§ **EXERCISE INSTRUCTIONS**: Update the rows starting at the line containing "of the rock" and ending at the line containing "Target: rock surface" by replacing "rock surface" with "stone surface" and leaving everything else unchanged. Return only those lines.

§ **INPUT**:
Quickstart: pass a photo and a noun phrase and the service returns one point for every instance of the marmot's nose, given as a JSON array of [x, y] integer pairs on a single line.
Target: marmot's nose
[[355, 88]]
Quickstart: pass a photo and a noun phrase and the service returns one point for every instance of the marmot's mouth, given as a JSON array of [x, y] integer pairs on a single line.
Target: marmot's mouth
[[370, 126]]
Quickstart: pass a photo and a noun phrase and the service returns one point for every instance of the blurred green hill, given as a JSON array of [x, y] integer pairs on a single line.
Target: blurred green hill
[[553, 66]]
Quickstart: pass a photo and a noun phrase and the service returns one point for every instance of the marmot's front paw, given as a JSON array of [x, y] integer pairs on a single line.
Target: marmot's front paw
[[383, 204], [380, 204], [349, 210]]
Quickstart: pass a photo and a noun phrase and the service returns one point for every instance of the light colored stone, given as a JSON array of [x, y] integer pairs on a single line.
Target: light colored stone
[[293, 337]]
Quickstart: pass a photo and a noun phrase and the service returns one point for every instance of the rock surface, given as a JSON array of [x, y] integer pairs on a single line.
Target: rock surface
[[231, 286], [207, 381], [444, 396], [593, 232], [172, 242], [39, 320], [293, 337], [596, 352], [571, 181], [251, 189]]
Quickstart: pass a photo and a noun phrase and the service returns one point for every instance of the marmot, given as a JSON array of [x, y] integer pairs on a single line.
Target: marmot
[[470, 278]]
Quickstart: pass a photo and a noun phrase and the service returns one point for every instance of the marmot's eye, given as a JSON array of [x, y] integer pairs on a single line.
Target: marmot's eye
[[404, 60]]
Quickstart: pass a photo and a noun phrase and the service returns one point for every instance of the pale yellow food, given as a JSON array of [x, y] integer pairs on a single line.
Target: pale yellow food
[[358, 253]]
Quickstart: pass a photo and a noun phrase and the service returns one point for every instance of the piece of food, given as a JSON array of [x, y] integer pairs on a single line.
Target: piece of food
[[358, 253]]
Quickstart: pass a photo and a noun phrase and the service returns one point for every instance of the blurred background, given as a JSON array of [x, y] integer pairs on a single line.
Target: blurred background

§ **THE SOLUTION**:
Quickstart: pass a photo and a noun phrase and the service returns one point for every instance of the stone surface, given as a JSON array of [x, y] integer pairs on a single line.
Target: stone surface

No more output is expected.